__TO DO__. Where does the word "stack" show up in the data? Please find each such line and copy it.

Start of RECORDS PROVIDED

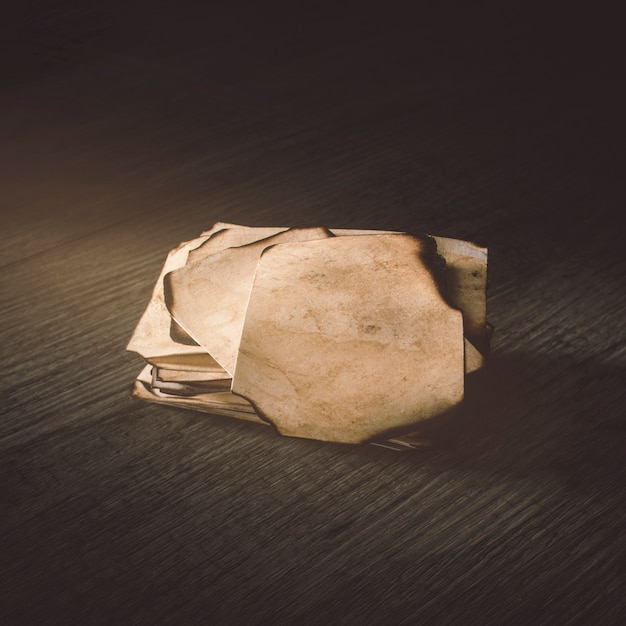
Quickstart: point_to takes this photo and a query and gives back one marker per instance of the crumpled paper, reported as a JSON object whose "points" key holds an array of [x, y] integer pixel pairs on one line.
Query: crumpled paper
{"points": [[338, 335]]}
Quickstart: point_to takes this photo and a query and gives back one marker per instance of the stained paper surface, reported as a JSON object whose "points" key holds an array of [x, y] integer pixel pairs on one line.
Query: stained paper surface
{"points": [[339, 335]]}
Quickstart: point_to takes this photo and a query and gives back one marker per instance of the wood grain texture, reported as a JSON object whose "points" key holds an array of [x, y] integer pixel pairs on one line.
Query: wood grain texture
{"points": [[126, 129]]}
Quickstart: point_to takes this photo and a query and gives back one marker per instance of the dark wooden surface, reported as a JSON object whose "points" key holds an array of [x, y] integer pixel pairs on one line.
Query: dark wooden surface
{"points": [[126, 129]]}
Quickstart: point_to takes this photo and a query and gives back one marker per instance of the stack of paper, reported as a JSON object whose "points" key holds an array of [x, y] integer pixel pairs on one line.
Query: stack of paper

End of RECORDS PROVIDED

__RESPONSE BELOW__.
Quickstart: point_to takes this photo and a query and gives back one marker per instance of the stack of paper, reported as a JSON object whose "points" key holds an array of [x, y] integer pixel pairs on one line.
Query: stack of paper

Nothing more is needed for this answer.